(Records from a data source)
=====

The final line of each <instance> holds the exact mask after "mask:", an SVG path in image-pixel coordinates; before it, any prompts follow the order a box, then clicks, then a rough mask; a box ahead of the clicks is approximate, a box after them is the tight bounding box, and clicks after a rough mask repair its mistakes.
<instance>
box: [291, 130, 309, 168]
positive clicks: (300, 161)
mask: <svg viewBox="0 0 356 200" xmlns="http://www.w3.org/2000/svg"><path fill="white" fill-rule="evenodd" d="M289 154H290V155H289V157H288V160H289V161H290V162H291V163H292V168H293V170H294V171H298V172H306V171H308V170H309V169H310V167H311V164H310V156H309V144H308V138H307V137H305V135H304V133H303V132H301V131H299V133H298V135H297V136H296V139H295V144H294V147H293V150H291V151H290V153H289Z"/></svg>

=====

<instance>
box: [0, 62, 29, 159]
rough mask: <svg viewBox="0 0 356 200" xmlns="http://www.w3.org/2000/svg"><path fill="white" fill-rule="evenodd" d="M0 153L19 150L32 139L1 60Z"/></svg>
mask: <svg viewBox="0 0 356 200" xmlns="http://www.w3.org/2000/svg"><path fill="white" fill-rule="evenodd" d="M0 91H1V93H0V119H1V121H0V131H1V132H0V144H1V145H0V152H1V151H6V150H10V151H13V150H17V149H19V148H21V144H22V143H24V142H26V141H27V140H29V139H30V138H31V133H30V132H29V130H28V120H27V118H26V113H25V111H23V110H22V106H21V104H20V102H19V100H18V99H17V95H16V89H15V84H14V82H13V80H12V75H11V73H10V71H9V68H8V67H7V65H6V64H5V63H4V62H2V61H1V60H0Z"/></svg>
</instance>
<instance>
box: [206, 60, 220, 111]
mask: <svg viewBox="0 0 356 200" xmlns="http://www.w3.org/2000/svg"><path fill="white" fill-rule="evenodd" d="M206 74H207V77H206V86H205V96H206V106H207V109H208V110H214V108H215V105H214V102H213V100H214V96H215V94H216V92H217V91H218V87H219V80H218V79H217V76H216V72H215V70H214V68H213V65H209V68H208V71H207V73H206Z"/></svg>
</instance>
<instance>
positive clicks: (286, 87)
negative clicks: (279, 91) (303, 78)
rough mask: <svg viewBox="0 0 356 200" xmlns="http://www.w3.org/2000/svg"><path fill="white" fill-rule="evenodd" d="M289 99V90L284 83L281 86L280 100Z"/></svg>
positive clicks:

=====

# EXERCISE
Set down, without any change, the part of the records that begins with the line containing "The final line" and ends with the line containing "positive clicks: (300, 161)", including both of those lines.

# OUTPUT OF THE EXERCISE
The final line of each <instance> holds the exact mask after "mask:", an SVG path in image-pixel coordinates; before it, any prompts follow the order a box, then clicks, then a rough mask; a box ahead of the clicks is approximate, a box after them is the tight bounding box, and clicks after a rough mask repair its mistakes.
<instance>
box: [291, 130, 309, 168]
positive clicks: (300, 161)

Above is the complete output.